Input:

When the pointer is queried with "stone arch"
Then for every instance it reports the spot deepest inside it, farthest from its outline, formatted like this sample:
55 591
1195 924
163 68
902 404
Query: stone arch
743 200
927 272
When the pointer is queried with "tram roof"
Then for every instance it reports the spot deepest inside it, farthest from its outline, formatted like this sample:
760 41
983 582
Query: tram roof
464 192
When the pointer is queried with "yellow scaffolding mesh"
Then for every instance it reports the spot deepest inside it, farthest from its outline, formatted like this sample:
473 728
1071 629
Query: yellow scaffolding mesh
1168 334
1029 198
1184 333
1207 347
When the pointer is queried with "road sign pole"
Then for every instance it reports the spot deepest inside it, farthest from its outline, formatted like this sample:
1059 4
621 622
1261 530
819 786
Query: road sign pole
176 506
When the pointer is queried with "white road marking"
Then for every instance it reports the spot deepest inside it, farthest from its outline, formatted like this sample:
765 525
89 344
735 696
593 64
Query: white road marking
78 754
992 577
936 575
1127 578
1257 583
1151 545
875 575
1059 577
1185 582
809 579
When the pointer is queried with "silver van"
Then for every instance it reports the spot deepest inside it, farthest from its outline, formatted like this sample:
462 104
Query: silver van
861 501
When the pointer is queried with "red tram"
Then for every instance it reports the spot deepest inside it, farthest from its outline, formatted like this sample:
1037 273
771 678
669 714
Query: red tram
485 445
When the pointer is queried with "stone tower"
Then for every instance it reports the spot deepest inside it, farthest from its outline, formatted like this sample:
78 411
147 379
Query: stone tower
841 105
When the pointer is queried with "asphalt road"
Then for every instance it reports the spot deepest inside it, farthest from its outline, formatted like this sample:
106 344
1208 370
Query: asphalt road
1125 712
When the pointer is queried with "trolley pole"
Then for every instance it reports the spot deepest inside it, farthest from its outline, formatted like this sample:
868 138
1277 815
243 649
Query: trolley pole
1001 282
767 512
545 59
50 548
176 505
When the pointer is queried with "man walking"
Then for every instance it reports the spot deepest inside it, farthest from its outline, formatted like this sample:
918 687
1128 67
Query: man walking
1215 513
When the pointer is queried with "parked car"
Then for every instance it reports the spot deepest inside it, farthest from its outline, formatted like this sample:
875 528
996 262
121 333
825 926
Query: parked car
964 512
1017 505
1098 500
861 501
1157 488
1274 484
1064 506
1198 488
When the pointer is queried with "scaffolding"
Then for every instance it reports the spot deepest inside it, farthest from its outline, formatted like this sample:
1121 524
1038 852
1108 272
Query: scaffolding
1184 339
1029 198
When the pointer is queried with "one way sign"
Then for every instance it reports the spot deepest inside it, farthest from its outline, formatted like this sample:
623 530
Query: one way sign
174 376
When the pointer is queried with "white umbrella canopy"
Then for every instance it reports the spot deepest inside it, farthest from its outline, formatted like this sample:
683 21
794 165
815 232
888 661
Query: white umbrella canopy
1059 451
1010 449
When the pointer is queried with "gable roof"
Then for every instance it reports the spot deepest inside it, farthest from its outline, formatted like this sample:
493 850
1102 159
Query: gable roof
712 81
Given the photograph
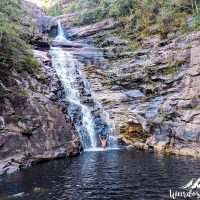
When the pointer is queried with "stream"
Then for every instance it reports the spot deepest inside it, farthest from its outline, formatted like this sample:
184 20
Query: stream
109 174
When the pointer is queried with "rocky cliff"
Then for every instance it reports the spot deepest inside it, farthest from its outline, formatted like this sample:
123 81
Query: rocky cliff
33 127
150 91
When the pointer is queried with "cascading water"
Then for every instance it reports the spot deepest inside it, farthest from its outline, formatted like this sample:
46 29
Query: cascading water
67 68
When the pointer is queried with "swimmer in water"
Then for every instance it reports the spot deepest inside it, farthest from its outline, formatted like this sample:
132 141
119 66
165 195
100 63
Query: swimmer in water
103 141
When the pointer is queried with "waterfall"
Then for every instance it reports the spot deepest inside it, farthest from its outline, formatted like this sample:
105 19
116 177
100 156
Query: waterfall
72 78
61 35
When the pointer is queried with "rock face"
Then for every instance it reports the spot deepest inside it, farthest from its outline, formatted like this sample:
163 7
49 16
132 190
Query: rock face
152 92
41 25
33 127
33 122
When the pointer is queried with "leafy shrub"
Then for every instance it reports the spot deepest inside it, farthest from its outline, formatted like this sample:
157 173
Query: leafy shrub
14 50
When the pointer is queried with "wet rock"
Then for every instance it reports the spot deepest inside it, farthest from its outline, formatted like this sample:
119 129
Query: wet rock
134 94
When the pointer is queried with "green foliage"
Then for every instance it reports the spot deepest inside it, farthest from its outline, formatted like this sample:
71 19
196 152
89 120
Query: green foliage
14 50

Stated goal: Nothing in the entries should change as you copy them, except that the pictures are left out.

Full response:
When the pointer is queried with "stone arch"
Then for every instance it reports the spot deepest inside it, farthest from its outline, formatted like this sample:
55 591
1195 924
163 68
902 404
Query: stone arch
743 200
927 272
When the pointer is queried with "tram roof"
Then for every instance it reports the spot deepest inside it, farthest from its outline, formatted like this sample:
760 41
983 582
Query: tram roof
464 192
When the pointer is queried with "yellow scaffolding mesh"
Then for every instance it reports the spot deepest inside it, farthest from its outline, formatted like this sample:
473 728
1071 629
Query: yellow scaffolding mesh
1168 334
1029 198
1184 333
1207 347
When the pointer is queried with "road sign pole"
Then for every instance it reports the spot deepest inside it, farthest from its outline, formatted like this sample:
1059 4
621 622
1261 530
819 786
Query: road sign pole
176 506
When the pointer is queried with "white road marking"
Then for every instance it reports the spot deepest inside it, farthest from its outline, formatted like this sample:
765 525
89 344
735 696
593 64
Query: white road marking
78 754
992 577
936 575
1127 578
1257 583
1151 545
875 575
1059 577
1185 582
809 579
When the pointer is queried with "silver van"
Then for every instance it reports the spot deepest inside it, farthest from its outline, formatted like this sample:
462 104
Query: silver van
861 501
When the pointer is queried with "red tram"
Then for every instance it reports the spot deepest inside it, farthest from its outline, formatted like this sample:
1037 273
771 678
669 714
Query: red tram
485 445
When the pointer is queried with "stone tower"
Then for every instance it reports the spot deepest inside it, farthest from its outline, formatted like this sample:
78 411
147 379
Query: stone tower
841 105
When the pointer is queried with "asphalt road"
Then for every instance it reports the spot deepest inside it, farthest from its outline, formatted like this sample:
106 344
1208 370
Query: asphalt road
1125 712
When the pointer is queried with "trolley pole"
Then for every instance it reports the spot deepest inside it, farthest from its outline, formatted like this sample:
868 138
1277 815
243 649
Query: trolley pole
1001 282
767 512
545 59
50 548
176 505
When the pointer is queried with "man walking"
Then for every instance it reports the spot deepest inside it, farthest from its outline, formatted like this sample:
918 687
1128 67
Query: man walking
1215 513
When the pointer is queried with "parked car"
Then for every instance it reports the spot deepest inside it, farthest from its outline, formatted like this sample:
875 528
996 262
121 333
825 926
Query: parked car
964 512
1017 505
1098 500
861 501
1157 488
1274 484
1064 506
1198 488
When the pointer is queried with "scaffolding"
Then for every instance it reports the spot deepest inside it, farthest from its outline, formatted like this sample:
1121 524
1038 852
1108 272
Query: scaffolding
1184 339
1029 198
When the pointer is queried with "one way sign"
Then for every instance it reports the spot deepest inside it, farthest from its outline, formatted like this sample:
623 530
Query: one way sign
174 376
When the pointer is queried with "white umbrella canopy"
Then for every instance it reports the spot deepest inside it, farthest from its outline, formatted like this sample:
683 21
794 165
815 232
888 661
Query: white umbrella canopy
1059 451
1010 449
When the pointer is queried with "gable roof"
Then for every instance it reports the spot deepest inside it, farthest from its outline, formatted like this sample:
493 850
1102 159
Query: gable roof
712 81
Given the photograph
When the pointer is queried with "stream"
Then for every instance it reports the spot deepest inside it, farthest from its outline, formatted like this sample:
184 20
Query: stream
109 174
When the pointer is queried with "rocky cliff"
Then for every instance it reports the spot deepest inside it, farthest from its outline, formatted like this sample:
123 81
Query: rocky cliff
33 127
150 91
When the pointer is queried with "cascading water"
Then for every instance it reports the spot deepest inside it, farthest from its outline, formatted like this sample:
46 29
Query: cascading water
67 68
When the pointer is queried with "swimmer in water"
Then for every instance it reports the spot deepest inside it, farthest from its outline, formatted like this sample:
132 141
119 66
165 195
100 63
Query: swimmer in water
103 141
When the pointer is queried with "waterfall"
Then for every instance it reports the spot deepest inside it, farthest from its outline, formatted like this sample:
105 19
116 177
100 156
Query: waterfall
72 78
61 35
When the pointer is queried with "rock face"
Then for every instance it reports the spot deepest inside it, farthest from its outline, formatted like this sample:
163 7
49 16
132 190
Query: rock face
152 92
41 25
33 127
33 122
When the pointer is queried with "leafy shrub"
Then for every instance it reports the spot deepest inside it, farthest from its outline, formatted like this sample:
157 173
Query: leafy shrub
14 50
When the pointer is queried with "wet rock"
Then for every instance it reports the spot deepest inside it, farthest from its outline, formatted like this sample:
119 129
Query: wet rock
134 94
When the pointer is queried with "green foliage"
Then for every instance it reports the spot deepest inside it, farthest from its outline, formatted like this sample:
71 19
196 152
89 120
Query: green foliage
14 50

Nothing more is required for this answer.